* _HOW TO COMPLETE THIS TASK_: Every entry, from the first line to the last, should be output exactly.

Records excerpted from a collection
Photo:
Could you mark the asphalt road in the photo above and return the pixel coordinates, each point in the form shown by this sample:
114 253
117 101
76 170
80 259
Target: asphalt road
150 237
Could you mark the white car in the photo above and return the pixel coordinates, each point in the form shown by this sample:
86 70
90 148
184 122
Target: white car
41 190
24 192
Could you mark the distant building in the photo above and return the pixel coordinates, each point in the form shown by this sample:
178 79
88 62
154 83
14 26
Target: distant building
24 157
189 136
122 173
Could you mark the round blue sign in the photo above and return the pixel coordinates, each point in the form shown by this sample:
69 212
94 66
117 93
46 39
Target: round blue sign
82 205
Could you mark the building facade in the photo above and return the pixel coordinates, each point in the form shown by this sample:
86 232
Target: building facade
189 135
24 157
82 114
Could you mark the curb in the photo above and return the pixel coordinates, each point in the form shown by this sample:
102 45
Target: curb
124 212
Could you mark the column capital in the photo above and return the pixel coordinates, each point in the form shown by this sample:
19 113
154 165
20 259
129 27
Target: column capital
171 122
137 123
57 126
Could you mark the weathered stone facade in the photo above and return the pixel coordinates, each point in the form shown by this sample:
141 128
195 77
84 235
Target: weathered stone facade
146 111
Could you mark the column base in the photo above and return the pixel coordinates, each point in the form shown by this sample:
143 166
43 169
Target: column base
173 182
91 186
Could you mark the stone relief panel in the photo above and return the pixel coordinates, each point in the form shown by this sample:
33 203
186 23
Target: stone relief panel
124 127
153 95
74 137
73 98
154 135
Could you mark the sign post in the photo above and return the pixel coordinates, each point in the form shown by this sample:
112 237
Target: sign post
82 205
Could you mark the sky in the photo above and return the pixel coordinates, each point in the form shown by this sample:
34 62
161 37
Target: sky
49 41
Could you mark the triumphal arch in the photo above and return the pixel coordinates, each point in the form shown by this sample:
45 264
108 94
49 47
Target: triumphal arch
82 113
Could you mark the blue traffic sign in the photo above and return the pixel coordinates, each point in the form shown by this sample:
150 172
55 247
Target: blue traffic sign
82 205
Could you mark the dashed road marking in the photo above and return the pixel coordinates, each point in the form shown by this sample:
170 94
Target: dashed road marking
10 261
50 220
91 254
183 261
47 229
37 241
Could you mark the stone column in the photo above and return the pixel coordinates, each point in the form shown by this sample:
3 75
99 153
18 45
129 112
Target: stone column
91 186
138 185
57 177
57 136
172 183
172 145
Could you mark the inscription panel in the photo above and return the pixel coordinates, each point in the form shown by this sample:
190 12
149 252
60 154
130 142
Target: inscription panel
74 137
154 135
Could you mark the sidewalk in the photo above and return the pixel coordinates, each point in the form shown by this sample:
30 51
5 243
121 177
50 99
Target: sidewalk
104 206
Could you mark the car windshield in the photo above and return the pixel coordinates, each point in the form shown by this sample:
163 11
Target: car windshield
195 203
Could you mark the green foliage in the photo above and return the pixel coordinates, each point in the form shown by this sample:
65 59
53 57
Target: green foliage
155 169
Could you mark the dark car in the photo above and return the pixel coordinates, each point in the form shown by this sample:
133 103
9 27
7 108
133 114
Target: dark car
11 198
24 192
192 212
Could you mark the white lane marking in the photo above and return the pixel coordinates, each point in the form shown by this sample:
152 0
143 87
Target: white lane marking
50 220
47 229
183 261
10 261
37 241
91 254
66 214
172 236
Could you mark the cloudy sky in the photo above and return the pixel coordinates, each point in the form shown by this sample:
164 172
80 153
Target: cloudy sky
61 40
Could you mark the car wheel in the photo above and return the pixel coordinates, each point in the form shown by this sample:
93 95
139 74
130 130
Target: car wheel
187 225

* _EXPECTED ANSWER_:
Photo:
Could you mark the asphalt road in the photo above and return the pixel coordinates, each point in the form shown by this sample:
114 253
117 101
76 170
80 259
Target: asphalt road
150 237
Could you mark the white car in the photo above and return the pixel coordinates, each point in the form shown by this sample:
86 70
90 148
184 122
Target: white car
41 190
24 192
Could you mark the distant building in the photo above and return the pixel coordinates, each point in the form shown by this sample:
178 79
88 62
154 83
14 26
Target: distant building
24 157
189 136
122 173
Could you mark the round blue sign in the photo above and return the pixel coordinates, each point in the form shown by this sample:
69 212
94 66
117 93
46 39
Target: round blue sign
82 205
Could you mark the building facade in the photo above and return the pixel coordinates, each point in the form shown by this sample:
86 232
Target: building facade
189 135
24 157
82 114
Could you mark the curb in the photo above and return the pixel coordinates, each point in the form shown by this sample:
102 45
Target: curb
124 212
Could you mark the column capital in the photo above and return the pixel coordinates, each point in the form shown by this sample:
19 113
154 165
20 259
129 27
Target: column capital
171 122
137 123
57 126
Could you mark the weathered stone facade in the photo above and return the pixel coordinates, each point in the form shown by this sample:
141 128
195 77
84 235
Target: weathered stone facade
146 111
Could you mark the column base in the photo above and return the pixel coordinates, each point in the form shown by this sample:
143 166
43 169
Target: column base
173 182
91 186
Could you mark the stone relief panel in the photo above and return the pixel coordinates, each point in the form shown by this sample:
33 203
186 23
Target: stone relief panel
124 127
153 95
74 137
73 98
154 135
Could you mark the sign post in the photo above and return the pixel coordinates, each point in the form shown by this sample:
112 237
Target: sign post
82 205
Could you mark the sky in the photo above and return the pixel coordinates, each point in the form shown by this sample:
34 62
161 37
Target: sky
49 41
Could you mark the triumphal arch in the photo above and return the pixel coordinates, each point in the form shown by this sample:
45 264
108 94
49 47
Target: triumphal arch
82 113
Could you mark the blue traffic sign in the photo above and return the pixel coordinates, each point in the form shown by this sample:
150 172
55 247
Target: blue traffic sign
82 205
Could you mark the dashed road marking in the photo above and return the pixel coordinates, each point in the form shown by this sample:
170 94
Target: dashed road marking
10 261
50 220
91 254
183 261
47 229
37 241
Could you mark the stone column in the photo above and return the pixel coordinates, each point in the form shown by this sample:
3 75
99 153
18 45
129 112
Target: stone column
91 186
138 185
57 177
57 136
172 183
172 145
Could you mark the inscription panel in the photo above and return the pixel coordinates, each point in the form shown by this sample:
190 12
149 252
60 154
130 142
Target: inscription panel
74 137
154 135
Could you mark the sidewalk in the photo above and return the pixel coordinates, each point in the form shown by this sample:
30 51
5 243
121 177
50 99
Target: sidewalk
104 206
Could you mark the car windshield in the photo above and return the pixel coordinates, each point in the form shown by this sample:
163 11
Target: car windshield
195 203
Could you mark the green foliage in the photo above and return the pixel coordinates, each point in the form shown by this sample:
65 59
53 57
Target: green foliage
155 169
Could you mark the dark car in the photo above and return the pixel coordinates, each point in the form shown by this sample:
133 103
9 27
7 108
133 114
Target: dark car
11 198
24 192
192 212
Could you mark the white lane marking in the photo above and return the pixel coordinates, each point in the form shown by this sample:
152 0
143 87
Target: white lane marking
50 220
47 229
183 261
10 261
37 241
91 254
66 214
172 236
Could you mark the cloudy sky in the photo above and return the pixel coordinates, each point in the form shown by this sample:
164 172
80 153
Target: cloudy sky
61 40
Could you mark the car wheel in the photo above and return the pixel coordinates, each point in the form shown by this sample:
93 95
139 74
130 130
Target: car wheel
187 225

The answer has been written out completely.